▶ _DATASET_
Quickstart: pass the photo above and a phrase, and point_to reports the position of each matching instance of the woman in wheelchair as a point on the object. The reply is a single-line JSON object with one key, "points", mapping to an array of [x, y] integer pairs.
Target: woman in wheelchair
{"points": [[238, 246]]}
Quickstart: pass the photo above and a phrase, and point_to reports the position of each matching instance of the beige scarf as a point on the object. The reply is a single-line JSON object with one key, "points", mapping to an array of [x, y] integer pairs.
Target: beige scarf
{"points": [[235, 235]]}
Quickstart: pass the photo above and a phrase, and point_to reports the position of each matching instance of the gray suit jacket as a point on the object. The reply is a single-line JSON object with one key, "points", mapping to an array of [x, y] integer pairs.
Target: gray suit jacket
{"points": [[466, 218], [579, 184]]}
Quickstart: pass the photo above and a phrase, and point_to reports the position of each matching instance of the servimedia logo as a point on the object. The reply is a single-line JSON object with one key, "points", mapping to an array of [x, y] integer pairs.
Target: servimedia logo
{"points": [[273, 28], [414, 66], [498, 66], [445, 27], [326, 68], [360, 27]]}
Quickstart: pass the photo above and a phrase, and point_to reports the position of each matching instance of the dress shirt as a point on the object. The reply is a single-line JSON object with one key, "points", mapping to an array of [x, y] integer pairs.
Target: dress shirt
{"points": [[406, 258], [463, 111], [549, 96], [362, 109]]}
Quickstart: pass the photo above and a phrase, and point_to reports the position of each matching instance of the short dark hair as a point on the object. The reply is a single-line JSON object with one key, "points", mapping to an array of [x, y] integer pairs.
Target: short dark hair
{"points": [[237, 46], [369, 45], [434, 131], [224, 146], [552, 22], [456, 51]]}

▶ _WHAT YOU SHOULD DO_
An exact copy of the line containing "Target: servimedia logo" and all lines after it, through the last line of the entries, is the required answer.

▶ _WRITTEN ANSWER_
Target: servimedia logo
{"points": [[273, 28], [414, 66], [498, 66], [445, 27], [326, 68], [360, 27]]}
Quickstart: pass the photo above and a phrase, and point_to reports the position of each matching instance of the dress shirt as a point on the object. The reply is a single-line JSON object with one key, "points", mapping to an array of [x, y] integer pairs.
Target: dress shirt
{"points": [[406, 258], [463, 111], [549, 96], [362, 109]]}
Quickstart: pass the photo above and a phrase, and point_to reports the position of each matching instance of the short dark hair as a point on the object. The reply is a single-line JSON object with one key, "points", mapping to an array of [x, y] integer pairs.
Target: short dark hair
{"points": [[237, 46], [369, 45], [434, 131], [224, 146], [552, 22], [456, 51]]}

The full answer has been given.